- Set exercise -
Which lines of the records contain the string "building"? Extract each of them in full, and count a match only when the case agrees.

################

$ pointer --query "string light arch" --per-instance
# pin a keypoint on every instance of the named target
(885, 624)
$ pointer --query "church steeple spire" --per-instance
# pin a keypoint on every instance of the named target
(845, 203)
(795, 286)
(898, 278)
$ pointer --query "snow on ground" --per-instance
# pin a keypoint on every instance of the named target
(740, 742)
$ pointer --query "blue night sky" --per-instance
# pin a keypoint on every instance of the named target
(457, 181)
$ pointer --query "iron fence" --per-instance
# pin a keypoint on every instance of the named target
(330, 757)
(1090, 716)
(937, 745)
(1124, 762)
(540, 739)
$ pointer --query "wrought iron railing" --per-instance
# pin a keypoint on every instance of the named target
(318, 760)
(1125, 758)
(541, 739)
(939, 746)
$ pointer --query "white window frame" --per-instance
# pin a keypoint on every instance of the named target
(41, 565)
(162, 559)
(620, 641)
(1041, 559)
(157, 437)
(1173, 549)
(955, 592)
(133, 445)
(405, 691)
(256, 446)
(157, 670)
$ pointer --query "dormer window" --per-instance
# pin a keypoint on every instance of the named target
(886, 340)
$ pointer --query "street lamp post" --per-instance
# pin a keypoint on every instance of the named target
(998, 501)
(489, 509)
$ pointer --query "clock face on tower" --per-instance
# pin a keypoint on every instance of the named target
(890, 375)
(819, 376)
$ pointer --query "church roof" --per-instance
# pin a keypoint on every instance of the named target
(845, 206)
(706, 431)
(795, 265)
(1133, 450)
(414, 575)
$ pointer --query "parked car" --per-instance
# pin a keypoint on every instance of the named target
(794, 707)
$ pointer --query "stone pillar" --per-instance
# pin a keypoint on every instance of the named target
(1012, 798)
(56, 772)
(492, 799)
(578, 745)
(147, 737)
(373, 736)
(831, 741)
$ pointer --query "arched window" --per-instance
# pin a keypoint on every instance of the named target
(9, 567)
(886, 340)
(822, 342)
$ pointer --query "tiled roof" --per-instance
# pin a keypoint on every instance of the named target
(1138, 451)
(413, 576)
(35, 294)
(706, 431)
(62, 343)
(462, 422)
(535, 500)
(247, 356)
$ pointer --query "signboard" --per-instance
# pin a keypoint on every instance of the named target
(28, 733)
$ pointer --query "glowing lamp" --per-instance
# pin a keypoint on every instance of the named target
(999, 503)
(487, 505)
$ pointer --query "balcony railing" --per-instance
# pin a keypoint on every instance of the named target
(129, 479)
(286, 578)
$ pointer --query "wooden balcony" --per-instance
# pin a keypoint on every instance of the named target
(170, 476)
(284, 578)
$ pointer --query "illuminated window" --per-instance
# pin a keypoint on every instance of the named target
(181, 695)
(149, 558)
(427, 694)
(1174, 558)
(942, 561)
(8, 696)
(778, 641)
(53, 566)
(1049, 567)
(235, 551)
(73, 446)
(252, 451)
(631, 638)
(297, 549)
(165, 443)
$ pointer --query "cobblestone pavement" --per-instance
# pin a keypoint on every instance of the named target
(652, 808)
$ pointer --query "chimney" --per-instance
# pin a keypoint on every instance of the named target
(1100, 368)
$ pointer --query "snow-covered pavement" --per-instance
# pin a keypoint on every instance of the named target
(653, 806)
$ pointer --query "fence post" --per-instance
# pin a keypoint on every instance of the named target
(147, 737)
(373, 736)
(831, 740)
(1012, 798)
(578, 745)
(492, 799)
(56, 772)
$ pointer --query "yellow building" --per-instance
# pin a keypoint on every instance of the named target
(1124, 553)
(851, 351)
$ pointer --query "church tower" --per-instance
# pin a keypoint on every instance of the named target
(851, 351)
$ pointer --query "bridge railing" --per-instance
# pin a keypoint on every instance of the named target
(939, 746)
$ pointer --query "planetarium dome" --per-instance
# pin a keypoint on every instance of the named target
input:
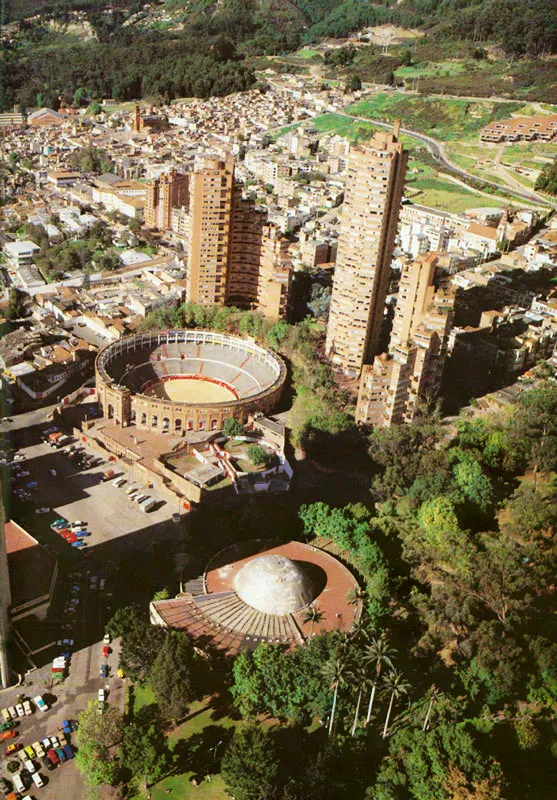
(274, 584)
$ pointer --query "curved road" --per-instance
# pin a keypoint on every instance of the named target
(436, 149)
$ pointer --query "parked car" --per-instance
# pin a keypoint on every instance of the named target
(18, 783)
(68, 751)
(47, 763)
(39, 749)
(38, 780)
(61, 755)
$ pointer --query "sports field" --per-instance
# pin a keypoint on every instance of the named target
(190, 390)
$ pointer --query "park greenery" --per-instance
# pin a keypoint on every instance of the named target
(547, 179)
(211, 48)
(447, 685)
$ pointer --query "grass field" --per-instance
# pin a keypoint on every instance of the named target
(437, 192)
(197, 736)
(442, 118)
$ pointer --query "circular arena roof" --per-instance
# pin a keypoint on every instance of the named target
(239, 366)
(274, 584)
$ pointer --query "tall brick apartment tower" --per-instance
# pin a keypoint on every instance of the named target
(373, 194)
(211, 189)
(391, 388)
(170, 190)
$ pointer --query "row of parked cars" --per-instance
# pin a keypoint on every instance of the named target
(73, 532)
(49, 752)
(12, 714)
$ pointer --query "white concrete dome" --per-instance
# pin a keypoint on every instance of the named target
(273, 584)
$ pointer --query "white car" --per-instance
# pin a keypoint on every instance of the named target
(40, 703)
(37, 780)
(39, 749)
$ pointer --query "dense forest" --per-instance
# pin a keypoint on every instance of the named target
(446, 689)
(212, 50)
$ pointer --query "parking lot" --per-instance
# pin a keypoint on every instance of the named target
(65, 699)
(87, 583)
(77, 492)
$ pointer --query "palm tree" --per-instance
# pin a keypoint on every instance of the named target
(313, 615)
(334, 672)
(359, 676)
(434, 695)
(378, 654)
(397, 685)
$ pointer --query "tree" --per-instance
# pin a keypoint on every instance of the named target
(15, 304)
(250, 765)
(533, 428)
(97, 734)
(354, 84)
(547, 179)
(175, 675)
(422, 762)
(312, 615)
(334, 672)
(231, 427)
(396, 685)
(377, 654)
(141, 641)
(144, 751)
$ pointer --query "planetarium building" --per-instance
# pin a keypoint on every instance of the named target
(257, 591)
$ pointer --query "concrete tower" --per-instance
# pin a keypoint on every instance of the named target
(391, 387)
(374, 186)
(5, 600)
(211, 188)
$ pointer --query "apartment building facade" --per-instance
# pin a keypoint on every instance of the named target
(392, 387)
(374, 187)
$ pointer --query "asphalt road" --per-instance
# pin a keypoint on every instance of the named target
(436, 150)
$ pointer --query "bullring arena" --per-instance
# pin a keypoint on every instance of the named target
(186, 380)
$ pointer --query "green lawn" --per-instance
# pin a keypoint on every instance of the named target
(202, 722)
(437, 192)
(440, 69)
(443, 118)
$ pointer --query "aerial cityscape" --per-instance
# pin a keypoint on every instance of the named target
(278, 390)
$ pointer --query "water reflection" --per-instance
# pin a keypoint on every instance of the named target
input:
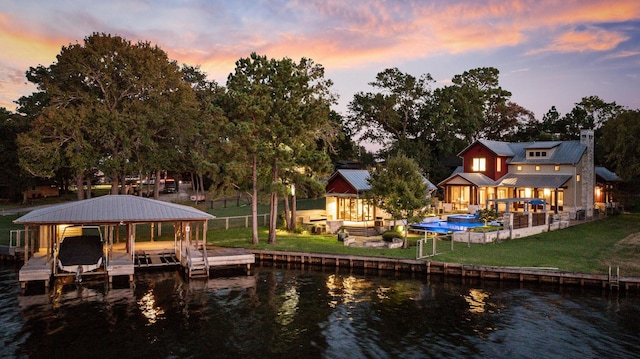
(277, 313)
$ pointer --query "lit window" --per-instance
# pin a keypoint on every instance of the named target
(479, 164)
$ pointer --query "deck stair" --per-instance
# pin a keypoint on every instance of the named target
(362, 231)
(155, 258)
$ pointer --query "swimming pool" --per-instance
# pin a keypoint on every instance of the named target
(445, 226)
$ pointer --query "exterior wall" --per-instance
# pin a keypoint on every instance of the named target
(588, 170)
(42, 192)
(479, 151)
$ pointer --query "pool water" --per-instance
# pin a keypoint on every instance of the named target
(445, 226)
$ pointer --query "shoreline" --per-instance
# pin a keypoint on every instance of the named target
(470, 271)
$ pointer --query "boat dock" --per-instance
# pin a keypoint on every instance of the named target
(160, 254)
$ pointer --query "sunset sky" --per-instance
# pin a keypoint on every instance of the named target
(548, 52)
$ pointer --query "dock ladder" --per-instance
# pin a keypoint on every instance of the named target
(197, 263)
(614, 279)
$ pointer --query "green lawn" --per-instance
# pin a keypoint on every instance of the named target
(585, 248)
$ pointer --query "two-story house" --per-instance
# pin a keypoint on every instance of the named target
(559, 175)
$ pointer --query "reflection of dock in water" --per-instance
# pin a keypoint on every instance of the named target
(225, 283)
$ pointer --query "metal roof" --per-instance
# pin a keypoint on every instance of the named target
(477, 179)
(113, 209)
(538, 181)
(607, 175)
(359, 179)
(567, 152)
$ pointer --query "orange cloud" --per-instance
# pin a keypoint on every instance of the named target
(591, 39)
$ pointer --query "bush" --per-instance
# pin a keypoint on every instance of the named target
(388, 236)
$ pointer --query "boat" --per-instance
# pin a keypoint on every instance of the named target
(80, 250)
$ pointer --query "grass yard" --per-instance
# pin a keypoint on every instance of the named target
(585, 248)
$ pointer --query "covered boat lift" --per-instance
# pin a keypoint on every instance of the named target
(44, 228)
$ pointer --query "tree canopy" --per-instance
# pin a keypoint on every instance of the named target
(400, 189)
(280, 109)
(108, 105)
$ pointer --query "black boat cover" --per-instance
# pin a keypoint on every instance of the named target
(80, 250)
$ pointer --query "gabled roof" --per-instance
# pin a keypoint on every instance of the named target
(113, 209)
(477, 179)
(358, 179)
(607, 175)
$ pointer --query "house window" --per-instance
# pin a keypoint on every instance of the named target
(479, 164)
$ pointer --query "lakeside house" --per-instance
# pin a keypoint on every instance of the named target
(559, 175)
(346, 201)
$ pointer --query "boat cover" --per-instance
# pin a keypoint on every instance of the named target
(80, 250)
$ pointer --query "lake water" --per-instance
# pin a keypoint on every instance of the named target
(313, 313)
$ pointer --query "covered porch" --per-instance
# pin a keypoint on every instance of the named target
(471, 192)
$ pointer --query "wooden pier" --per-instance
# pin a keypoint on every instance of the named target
(147, 255)
(521, 274)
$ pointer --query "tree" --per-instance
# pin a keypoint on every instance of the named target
(400, 189)
(110, 105)
(478, 101)
(279, 109)
(391, 115)
(13, 180)
(207, 151)
(621, 144)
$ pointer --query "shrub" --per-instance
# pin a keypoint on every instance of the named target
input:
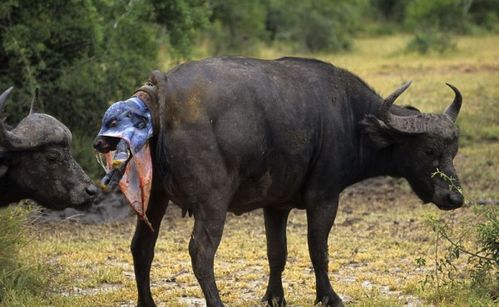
(433, 22)
(478, 244)
(318, 25)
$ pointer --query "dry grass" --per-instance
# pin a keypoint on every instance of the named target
(379, 232)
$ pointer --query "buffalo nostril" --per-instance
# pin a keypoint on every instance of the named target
(98, 144)
(456, 199)
(91, 190)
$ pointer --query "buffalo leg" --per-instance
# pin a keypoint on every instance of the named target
(320, 219)
(275, 230)
(142, 247)
(204, 242)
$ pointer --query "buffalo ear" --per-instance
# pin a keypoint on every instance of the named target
(379, 133)
(3, 164)
(3, 169)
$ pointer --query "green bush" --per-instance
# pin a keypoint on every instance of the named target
(433, 22)
(81, 54)
(314, 26)
(237, 26)
(478, 243)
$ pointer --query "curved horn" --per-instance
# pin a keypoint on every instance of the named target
(3, 99)
(4, 96)
(33, 102)
(405, 124)
(388, 102)
(452, 111)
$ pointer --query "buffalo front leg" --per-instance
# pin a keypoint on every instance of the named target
(204, 242)
(275, 231)
(320, 219)
(142, 247)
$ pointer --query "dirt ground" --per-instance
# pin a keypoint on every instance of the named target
(379, 233)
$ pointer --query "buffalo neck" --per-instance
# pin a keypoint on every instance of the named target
(364, 160)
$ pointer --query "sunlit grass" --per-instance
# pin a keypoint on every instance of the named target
(375, 241)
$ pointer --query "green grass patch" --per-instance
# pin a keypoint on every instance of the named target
(22, 279)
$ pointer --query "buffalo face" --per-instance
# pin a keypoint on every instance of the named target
(422, 147)
(36, 163)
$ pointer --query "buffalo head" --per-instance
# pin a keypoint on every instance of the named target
(36, 163)
(422, 147)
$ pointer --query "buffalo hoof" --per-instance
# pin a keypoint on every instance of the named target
(329, 301)
(273, 301)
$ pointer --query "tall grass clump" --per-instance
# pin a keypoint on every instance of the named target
(21, 282)
(465, 262)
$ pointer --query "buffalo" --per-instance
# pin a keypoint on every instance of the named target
(234, 134)
(36, 163)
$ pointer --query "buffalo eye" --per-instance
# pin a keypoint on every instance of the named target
(53, 156)
(113, 123)
(429, 152)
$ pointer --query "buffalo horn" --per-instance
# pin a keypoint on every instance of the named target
(406, 124)
(453, 110)
(3, 99)
(4, 96)
(388, 102)
(33, 102)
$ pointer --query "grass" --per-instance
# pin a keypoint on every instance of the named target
(380, 232)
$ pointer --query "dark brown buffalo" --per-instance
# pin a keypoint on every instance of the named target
(236, 134)
(36, 163)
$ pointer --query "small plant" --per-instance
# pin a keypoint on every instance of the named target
(466, 258)
(451, 181)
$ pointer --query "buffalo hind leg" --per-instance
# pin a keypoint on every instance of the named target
(275, 231)
(142, 247)
(204, 242)
(320, 219)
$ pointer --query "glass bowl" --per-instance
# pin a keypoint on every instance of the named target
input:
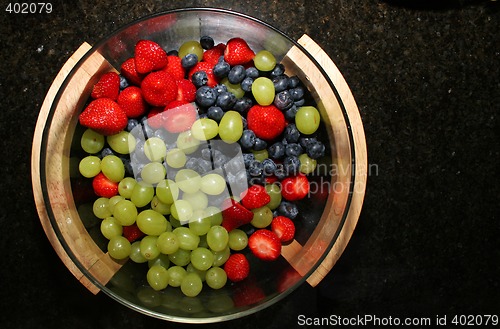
(327, 216)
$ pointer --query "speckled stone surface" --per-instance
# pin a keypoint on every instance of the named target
(426, 79)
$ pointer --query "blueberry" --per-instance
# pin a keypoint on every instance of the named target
(215, 113)
(207, 42)
(199, 78)
(189, 61)
(205, 96)
(247, 139)
(236, 74)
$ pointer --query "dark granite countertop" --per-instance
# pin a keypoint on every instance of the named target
(426, 79)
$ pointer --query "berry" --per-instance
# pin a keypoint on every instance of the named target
(284, 228)
(159, 88)
(108, 86)
(238, 52)
(265, 245)
(266, 121)
(149, 56)
(104, 116)
(237, 267)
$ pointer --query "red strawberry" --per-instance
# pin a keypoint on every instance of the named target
(234, 214)
(108, 86)
(295, 188)
(127, 69)
(104, 116)
(265, 245)
(255, 197)
(132, 102)
(284, 228)
(159, 88)
(267, 122)
(208, 68)
(238, 52)
(180, 118)
(186, 91)
(104, 187)
(175, 68)
(132, 233)
(237, 267)
(149, 56)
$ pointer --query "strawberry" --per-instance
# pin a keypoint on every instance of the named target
(186, 91)
(295, 187)
(104, 187)
(234, 214)
(238, 52)
(175, 68)
(159, 88)
(149, 56)
(132, 102)
(180, 118)
(237, 267)
(255, 197)
(104, 116)
(108, 86)
(265, 245)
(132, 233)
(283, 227)
(127, 69)
(267, 122)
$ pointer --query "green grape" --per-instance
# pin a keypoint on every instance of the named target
(188, 180)
(91, 141)
(187, 143)
(157, 277)
(135, 253)
(205, 129)
(153, 173)
(307, 119)
(167, 191)
(142, 194)
(126, 186)
(149, 250)
(122, 142)
(119, 247)
(101, 208)
(216, 277)
(90, 166)
(262, 217)
(274, 192)
(181, 257)
(151, 222)
(175, 275)
(112, 167)
(264, 61)
(307, 164)
(231, 126)
(191, 47)
(110, 228)
(217, 238)
(198, 200)
(191, 285)
(125, 212)
(187, 239)
(263, 91)
(167, 243)
(176, 158)
(199, 224)
(155, 149)
(238, 239)
(213, 184)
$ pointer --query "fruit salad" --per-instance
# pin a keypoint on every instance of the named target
(197, 158)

################

- Result -
$ pointer --query "yellow building" --per-instance
$ pointer --query "planetarium building" --per-instance
$ pointer --query "apartment building facade" --per-instance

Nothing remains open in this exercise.